Which lines below mention "positive"? Pick each one out.
--- Task inputs Enclosed Below ---
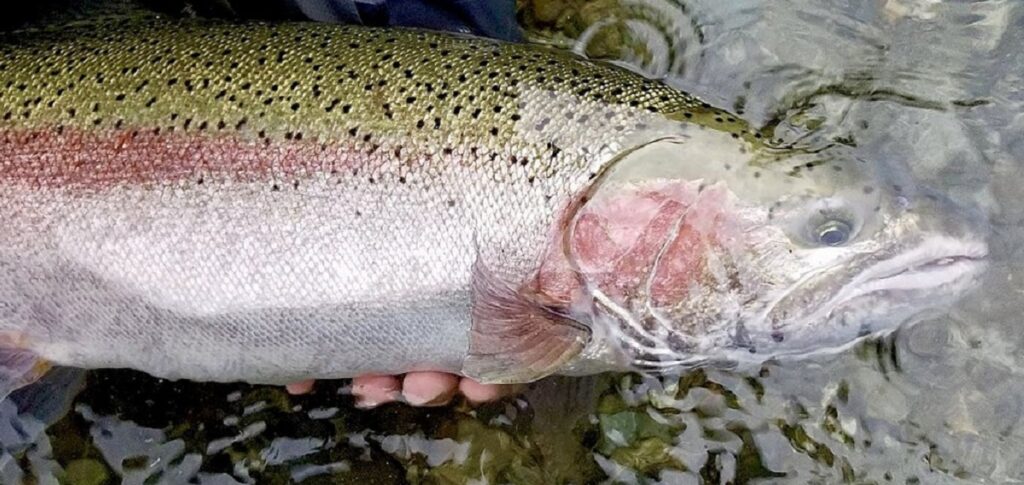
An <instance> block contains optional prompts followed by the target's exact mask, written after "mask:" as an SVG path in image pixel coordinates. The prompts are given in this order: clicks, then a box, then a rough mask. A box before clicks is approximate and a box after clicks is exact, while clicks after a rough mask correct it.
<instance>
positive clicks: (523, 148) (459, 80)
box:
--- End of Enclosed Task inputs ---
--- Task inputs Enclosed Below ---
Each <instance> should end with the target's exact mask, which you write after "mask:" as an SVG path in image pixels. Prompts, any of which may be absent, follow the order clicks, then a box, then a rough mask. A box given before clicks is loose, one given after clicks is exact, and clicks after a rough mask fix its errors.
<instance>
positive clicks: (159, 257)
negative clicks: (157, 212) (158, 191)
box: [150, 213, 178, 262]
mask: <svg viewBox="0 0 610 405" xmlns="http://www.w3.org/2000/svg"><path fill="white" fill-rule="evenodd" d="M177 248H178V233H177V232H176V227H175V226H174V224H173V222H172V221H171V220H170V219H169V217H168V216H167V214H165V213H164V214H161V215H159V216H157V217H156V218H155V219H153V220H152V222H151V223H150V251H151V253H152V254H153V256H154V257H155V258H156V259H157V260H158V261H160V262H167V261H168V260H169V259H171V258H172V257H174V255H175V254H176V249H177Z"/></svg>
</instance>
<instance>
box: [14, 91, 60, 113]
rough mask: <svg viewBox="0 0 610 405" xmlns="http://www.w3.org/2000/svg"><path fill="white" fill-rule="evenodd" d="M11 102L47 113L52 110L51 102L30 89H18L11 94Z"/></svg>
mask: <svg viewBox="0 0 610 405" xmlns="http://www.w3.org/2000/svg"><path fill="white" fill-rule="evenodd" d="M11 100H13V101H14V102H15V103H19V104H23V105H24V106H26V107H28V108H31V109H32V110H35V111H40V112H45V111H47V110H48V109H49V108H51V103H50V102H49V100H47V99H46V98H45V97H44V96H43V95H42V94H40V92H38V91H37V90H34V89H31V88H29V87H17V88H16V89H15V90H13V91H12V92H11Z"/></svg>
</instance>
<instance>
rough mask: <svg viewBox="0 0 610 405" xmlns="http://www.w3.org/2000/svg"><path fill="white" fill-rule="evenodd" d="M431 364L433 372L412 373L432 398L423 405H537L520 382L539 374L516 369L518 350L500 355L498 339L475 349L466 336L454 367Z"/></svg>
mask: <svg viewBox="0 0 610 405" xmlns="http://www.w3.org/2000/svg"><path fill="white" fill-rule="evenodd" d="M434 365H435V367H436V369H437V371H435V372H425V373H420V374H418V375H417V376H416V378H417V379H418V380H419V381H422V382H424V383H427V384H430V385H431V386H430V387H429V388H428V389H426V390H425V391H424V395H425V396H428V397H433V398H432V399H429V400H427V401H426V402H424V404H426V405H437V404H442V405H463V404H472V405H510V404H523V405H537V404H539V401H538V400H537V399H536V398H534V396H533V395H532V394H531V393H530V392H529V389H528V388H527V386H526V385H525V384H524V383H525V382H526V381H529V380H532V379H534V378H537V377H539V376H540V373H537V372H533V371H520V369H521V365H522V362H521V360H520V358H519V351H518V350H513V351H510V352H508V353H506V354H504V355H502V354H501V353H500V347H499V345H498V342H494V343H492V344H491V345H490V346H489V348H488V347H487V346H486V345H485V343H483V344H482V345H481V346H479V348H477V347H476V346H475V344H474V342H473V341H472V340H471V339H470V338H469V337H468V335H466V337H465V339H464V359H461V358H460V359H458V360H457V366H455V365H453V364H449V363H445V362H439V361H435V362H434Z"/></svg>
--- End of Enclosed Task inputs ---
--- Task inputs Enclosed Below ---
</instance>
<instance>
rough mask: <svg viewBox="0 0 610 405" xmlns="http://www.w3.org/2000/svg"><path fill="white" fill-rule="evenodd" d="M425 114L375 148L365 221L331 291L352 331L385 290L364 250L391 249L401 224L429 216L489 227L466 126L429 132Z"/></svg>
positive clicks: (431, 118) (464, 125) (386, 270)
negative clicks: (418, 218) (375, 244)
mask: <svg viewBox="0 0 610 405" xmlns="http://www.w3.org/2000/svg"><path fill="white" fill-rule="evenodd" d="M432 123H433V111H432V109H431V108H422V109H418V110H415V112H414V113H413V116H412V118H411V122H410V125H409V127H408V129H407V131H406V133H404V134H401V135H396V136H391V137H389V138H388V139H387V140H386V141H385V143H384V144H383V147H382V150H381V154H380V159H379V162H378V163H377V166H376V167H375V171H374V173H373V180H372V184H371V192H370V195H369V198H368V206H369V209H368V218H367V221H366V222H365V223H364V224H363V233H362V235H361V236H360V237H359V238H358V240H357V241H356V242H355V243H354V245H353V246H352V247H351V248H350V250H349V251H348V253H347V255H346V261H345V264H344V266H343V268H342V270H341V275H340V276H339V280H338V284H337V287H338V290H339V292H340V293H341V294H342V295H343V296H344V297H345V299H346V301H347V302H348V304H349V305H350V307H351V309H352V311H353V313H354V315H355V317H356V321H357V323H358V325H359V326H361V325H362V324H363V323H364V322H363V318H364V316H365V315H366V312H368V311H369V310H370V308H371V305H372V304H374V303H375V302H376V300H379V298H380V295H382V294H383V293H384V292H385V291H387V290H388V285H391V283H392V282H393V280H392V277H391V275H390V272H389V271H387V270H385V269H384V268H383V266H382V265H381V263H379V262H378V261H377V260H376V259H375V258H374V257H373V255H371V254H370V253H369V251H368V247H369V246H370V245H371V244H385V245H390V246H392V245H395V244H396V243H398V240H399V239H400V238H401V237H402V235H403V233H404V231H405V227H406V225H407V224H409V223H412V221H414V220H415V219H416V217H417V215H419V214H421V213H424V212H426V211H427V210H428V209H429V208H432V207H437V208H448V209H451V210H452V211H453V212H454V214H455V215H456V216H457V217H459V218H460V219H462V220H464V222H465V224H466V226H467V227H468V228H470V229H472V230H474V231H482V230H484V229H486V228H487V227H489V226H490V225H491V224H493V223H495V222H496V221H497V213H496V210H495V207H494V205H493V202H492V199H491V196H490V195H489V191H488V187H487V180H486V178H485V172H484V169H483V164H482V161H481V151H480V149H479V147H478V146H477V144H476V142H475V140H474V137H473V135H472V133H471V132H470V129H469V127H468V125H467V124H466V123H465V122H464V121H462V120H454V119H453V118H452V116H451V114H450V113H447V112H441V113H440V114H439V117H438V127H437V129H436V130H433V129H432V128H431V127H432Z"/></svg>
--- End of Enclosed Task inputs ---
→ **Exercise answer**
positive clicks: (523, 148) (459, 80)
positive clicks: (159, 257)
positive clicks: (431, 118) (464, 125) (386, 270)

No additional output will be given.